Written instruction>
From the passage below about the glass recycling trailer, name every apparatus that the glass recycling equipment is said to include.

Document excerpt>
──────────

The trailer 12 may be a semitruck trailer configured for towing, for example, by a class 8 tractor truck (not shown), or by any other vehicle suitable for towing industrial equipment. In a specific example, the trailer 12 may be a lowboy trailer, such as a single-drop-deck trailer, which may be rated to carry on the order of, for example, thirty-five tons of load, although higher and lower load ratings are certainly possible. The illustrated trailer 12 has a longitudinal length extending between the forward end 12a and the rearward end 12c, and transverse width perpendicular to the longitudinal length. The longitudinal length of the trailer 12 is greater than the transverse width. The trailer 12 may include an upper platform 32 extending rearwardly from the forward end 12a of the trailer 12, which may have support legs 13 and a tractor coupling (not separately shown), such as a kingpin, proximate the forward end 12a of the trailer 12. The trailer 12 also may include a lower platform 34 coupled to and extending rearwardly with respect to the upper platform 32 to the rearward end 12c of the trailer 12 and may also encompass the central portion 12b of the trailer 12. The lower platform 34 may be dropped or stepped down abruptly from the upper platform 32 with a 90 degree neck. The lower platform 34 may have one or more wheel axles 36 proximate the rearward end 12c of the trailer 12 that may include spread axles, as shown, or may include axles of any other configuration suitable for the load being carried. The wheel axles 36 may be unimount axles and the trailer 12 may have an air suspension (not separately shown). Each of the wheel axles 36 supports a plurality of laterally spaced apart wheels for rotating engagement with the ground. The trailer 12 may of course be configured differently from what is show here yet still be capable of carrying the glass recycling equipment 14 and, as such, the trailer 12 is not limited to the specific construction shown in the drawings.

The glass recycling equipment 14 includes a glass crushing apparatus 16, a glass milling apparatus 18, an optional fines separating apparatus 20, a ferrous metal separating apparatus 22, and a non-ferrous metal separating apparatus 24. The glass crushing apparatus 16 receives the recyclable stream of glass and crushes the used glass artifacts included therein into crushed glass pieces. The glass milling apparatus 18 receives the recyclable stream of glass after the glass crushing apparatus 16 and further mills the crushed glass pieces into milled glass pieces having a smaller average size-when measured along the largest dimension of the glass pieces—than the crushed glass pieces. The glass crushing and glass milling apparatuses 16, 18 may be located on the trailer 12 proximate the forward end 12a of the trailer 12 in the transport configuration of the system 10, whereas, in the operational configuration of the system 10, at least a portion of the glass crushing apparatus 16 may be deployed and operated off the trailer 12 while the milling apparatus 18 may remain located on the trailer 12. As used herein, the term “proximate” means located closer to one end of the trailer 12 than to an opposite end of the trailer 12.

──────────

Items listed in a dataset:

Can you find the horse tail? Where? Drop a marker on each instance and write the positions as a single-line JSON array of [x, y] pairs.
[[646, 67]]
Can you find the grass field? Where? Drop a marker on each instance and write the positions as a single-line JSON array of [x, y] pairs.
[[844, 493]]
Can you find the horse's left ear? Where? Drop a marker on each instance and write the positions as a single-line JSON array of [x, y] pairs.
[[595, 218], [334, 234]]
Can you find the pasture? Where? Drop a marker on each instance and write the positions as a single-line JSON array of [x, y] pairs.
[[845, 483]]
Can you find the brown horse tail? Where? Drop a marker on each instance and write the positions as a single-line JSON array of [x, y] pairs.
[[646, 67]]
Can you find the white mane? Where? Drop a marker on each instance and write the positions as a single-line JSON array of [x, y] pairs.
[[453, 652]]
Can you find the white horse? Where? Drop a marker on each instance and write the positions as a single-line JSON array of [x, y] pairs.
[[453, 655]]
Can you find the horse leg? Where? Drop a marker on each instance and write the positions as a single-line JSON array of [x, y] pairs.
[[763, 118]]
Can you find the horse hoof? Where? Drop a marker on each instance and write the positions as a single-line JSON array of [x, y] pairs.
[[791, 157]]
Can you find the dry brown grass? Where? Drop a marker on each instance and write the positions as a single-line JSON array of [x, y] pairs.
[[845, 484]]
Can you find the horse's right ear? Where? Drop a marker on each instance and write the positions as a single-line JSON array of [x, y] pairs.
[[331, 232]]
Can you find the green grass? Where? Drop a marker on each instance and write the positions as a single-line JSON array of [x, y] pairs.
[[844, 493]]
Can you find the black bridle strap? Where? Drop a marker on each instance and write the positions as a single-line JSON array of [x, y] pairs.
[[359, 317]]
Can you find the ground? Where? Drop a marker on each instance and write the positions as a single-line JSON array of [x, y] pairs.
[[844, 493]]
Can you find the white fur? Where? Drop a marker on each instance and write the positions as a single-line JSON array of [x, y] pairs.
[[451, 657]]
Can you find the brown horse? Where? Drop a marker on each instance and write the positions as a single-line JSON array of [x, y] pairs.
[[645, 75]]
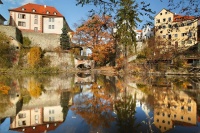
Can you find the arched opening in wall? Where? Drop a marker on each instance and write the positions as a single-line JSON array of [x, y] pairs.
[[83, 67], [83, 75], [176, 45]]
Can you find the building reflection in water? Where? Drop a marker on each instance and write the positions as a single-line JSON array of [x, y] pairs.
[[174, 108]]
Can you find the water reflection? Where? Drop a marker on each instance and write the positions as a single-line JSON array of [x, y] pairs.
[[85, 102]]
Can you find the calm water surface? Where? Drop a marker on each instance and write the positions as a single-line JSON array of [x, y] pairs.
[[88, 103]]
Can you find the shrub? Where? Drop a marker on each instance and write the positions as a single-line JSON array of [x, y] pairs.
[[34, 56]]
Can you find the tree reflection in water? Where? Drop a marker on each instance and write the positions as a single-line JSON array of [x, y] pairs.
[[126, 110], [96, 107]]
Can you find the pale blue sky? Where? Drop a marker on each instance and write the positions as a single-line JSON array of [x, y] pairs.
[[67, 8]]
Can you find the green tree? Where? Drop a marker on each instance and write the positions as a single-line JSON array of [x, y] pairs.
[[64, 38]]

──────────

Solution to this problem>
- glass crushing apparatus
- glass milling apparatus
- optional fines separating apparatus
- ferrous metal separating apparatus
- non-ferrous metal separating apparatus